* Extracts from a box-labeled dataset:

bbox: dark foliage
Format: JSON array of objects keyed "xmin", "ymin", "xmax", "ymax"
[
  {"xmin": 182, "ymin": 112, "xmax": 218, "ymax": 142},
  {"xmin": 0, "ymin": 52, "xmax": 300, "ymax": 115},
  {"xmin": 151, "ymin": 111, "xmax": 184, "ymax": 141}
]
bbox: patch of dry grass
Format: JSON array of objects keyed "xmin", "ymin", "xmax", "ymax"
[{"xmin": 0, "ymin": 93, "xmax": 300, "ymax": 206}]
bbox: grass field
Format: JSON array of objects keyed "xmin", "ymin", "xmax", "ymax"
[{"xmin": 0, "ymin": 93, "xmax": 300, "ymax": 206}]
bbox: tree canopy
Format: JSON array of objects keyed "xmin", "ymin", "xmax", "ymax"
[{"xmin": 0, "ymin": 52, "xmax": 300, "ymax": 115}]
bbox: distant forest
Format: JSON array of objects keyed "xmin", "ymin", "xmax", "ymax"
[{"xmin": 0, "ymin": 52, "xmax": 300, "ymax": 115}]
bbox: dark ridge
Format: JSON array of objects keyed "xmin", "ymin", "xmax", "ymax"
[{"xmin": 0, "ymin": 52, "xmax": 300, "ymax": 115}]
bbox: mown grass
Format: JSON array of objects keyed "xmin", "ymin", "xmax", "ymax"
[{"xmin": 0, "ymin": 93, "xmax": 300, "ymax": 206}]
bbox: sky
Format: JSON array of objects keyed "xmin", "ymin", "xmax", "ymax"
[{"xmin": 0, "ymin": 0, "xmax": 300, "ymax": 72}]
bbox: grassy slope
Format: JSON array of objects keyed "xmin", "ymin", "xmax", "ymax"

* Requirement: Please find each line in the data above that contains the string "bbox" and copy those lines out. Case counts.

* Answer to this problem:
bbox: dark foliage
bbox: patch of dry grass
bbox: grass field
bbox: tree canopy
bbox: distant forest
bbox: dark ridge
bbox: mown grass
bbox: sky
bbox: grassy slope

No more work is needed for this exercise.